---------- TEXTO ----------
Poseidón, dios de los mares y enemigo de Odiseo, hace que su balsa naufrague pero protegido por Atenea, logra llegar al país de los feacios donde tiene lugar su encuentro con Nausícaa, hija del rey Alcínoo (Canto VI). Chagall idealiza la escena y destaca la belleza de Nausícaa, “la de brazos de nieve y lindos ojos”, rodeada de sus doncellas frente a un Odiseo agotado tras el duro naufragio. El espacio verde y frondoso enmarca a la princesa y a sus esclavas de “hermosas trenzas”, creando una atmósfera llena de quietud. En contraste, Odiseo en el palacio de Alcínoo (Canto VII), entre higueras y olivos, es atendido por una esclava e invitado al banquete que se va a celebrar en su honor. Los tonos rosados y amarillos transmiten una sensación festiva, acorde con la bondad y hospitalidad de Alcínoo, rey de los feacios y su esposa Arete.
----------
CONSIGNAS DEL EJERCICIO
A: Responde estas preguntas según el texto sobre Odiseo:
(i) ¿De quién es hija Nausícaa?
(ii) ¿Entre qué árboles se encuentra Odiseo en el palacio de Alcínoo?
(iii) ¿Cómo se llama la esposa de Alcínoo?
B: Reproduce sin cambios el fragmento del texto sobre Odiseo que empieza con "Poseidón, dios de" y continúa hasta "su esposa Arete.".
Las líneas proceden de una fuente distinta de la del texto.
---------- DATOS PROPORCIONADOS ----------
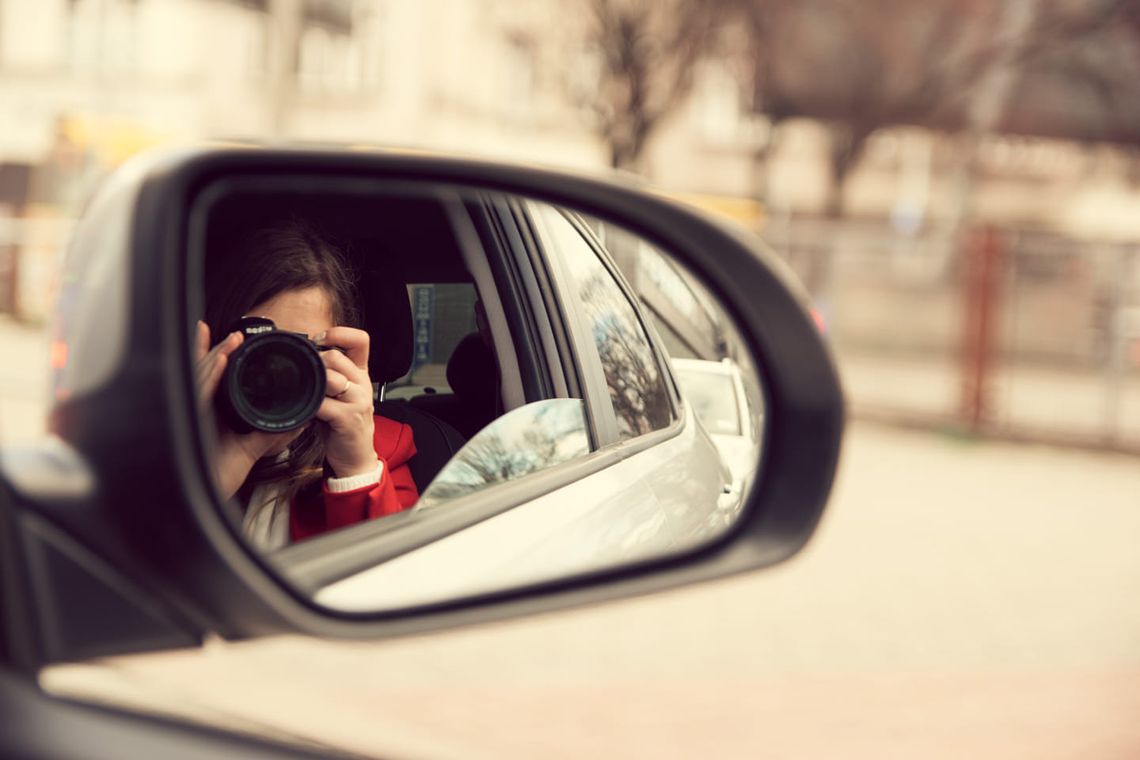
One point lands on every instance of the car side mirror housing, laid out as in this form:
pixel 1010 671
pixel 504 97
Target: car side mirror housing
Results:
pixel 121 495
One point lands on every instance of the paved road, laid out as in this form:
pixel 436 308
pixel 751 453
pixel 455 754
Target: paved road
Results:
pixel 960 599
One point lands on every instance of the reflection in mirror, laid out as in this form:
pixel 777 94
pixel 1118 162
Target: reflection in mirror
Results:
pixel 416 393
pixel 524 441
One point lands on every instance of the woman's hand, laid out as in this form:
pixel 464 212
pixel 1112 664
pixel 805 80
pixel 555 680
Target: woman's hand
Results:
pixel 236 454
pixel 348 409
----------
---------- DATOS PROPORCIONADOS ----------
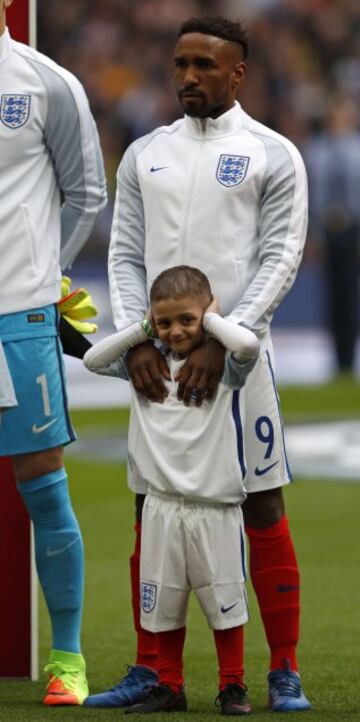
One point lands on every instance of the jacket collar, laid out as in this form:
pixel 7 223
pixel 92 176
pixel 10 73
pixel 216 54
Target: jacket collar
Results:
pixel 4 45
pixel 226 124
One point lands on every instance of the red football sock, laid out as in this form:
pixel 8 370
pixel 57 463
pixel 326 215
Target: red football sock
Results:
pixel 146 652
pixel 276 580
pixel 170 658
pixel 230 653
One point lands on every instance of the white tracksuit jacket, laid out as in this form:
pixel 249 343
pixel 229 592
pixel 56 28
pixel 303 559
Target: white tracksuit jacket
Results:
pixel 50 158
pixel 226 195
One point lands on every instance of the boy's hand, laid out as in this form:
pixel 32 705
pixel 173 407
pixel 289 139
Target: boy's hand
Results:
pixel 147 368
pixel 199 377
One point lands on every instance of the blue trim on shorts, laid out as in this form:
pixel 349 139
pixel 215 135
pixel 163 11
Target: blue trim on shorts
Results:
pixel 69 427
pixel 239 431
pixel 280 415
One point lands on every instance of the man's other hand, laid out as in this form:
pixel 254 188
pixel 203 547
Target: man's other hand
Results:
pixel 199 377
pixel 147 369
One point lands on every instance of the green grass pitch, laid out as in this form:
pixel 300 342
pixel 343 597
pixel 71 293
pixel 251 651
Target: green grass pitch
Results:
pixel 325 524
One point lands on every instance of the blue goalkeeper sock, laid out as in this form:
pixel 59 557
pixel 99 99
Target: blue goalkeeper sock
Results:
----------
---------- DATOS PROPORCIONADOS ----------
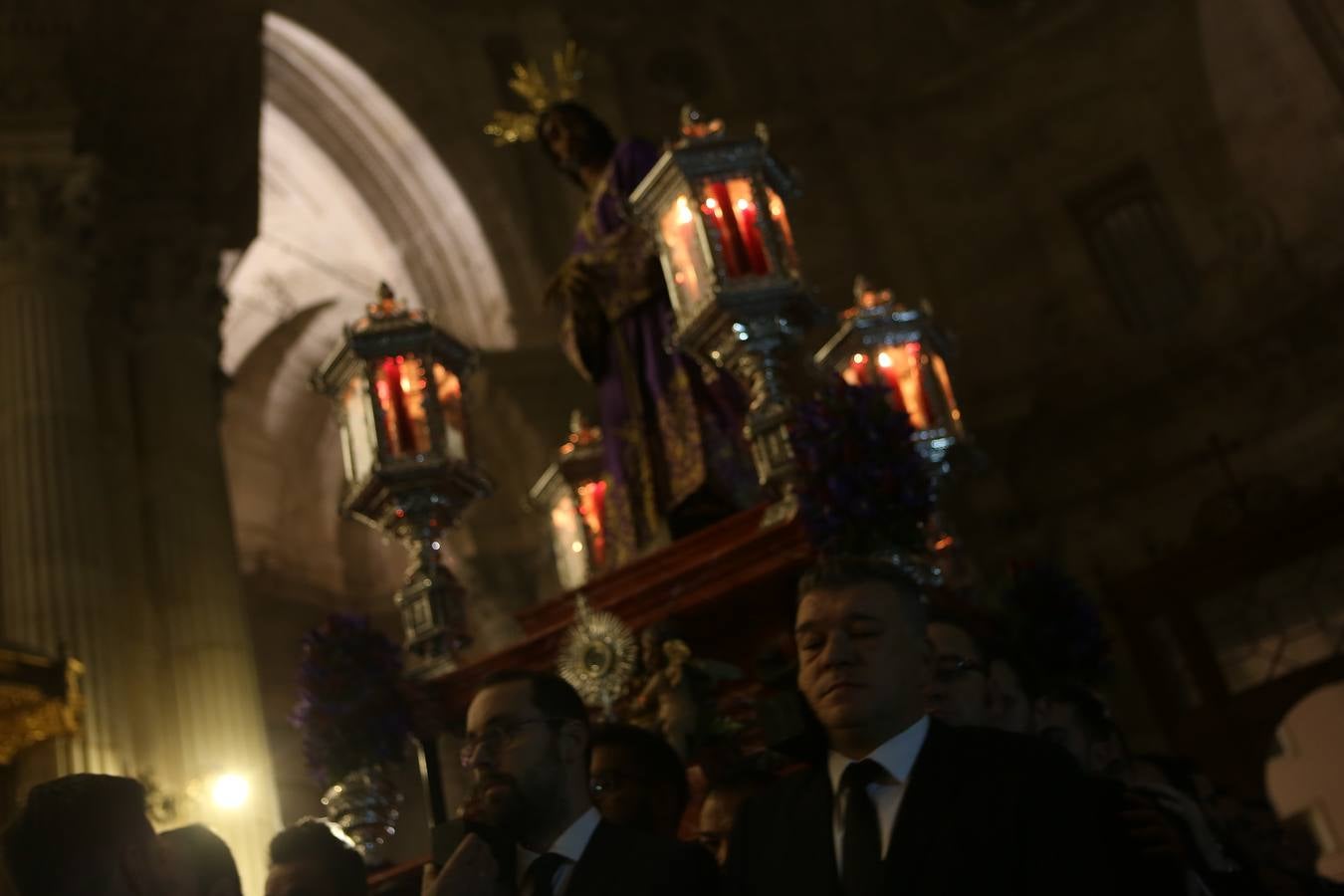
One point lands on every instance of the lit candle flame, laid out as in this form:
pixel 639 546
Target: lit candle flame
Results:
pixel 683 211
----------
SOLUCIONES POR TAREA
A:
(i) Nausícaa es hija del rey Alcínoo.
(ii) Se encuentra entre higueras y olivos.
(iii) Se llama Arete.

B:
Poseidón, dios de los mares y enemigo de Odiseo, hace que su balsa naufrague pero protegido por Atenea, logra llegar al país de los feacios donde tiene lugar su encuentro con Nausícaa, hija del rey Alcínoo (Canto VI). Chagall idealiza la escena y destaca la belleza de Nausícaa, “la de brazos de nieve y lindos ojos”, rodeada de sus doncellas frente a un Odiseo agotado tras el duro naufragio. El espacio verde y frondoso enmarca a la princesa y a sus esclavas de “hermosas trenzas”, creando una atmósfera llena de quietud. En contraste, Odiseo en el palacio de Alcínoo (Canto VII), entre higueras y olivos, es atendido por una esclava e invitado al banquete que se va a celebrar en su honor. Los tonos rosados y amarillos transmiten una sensación festiva, acorde con la bondad y hospitalidad de Alcínoo, rey de los feacios y su esposa Arete.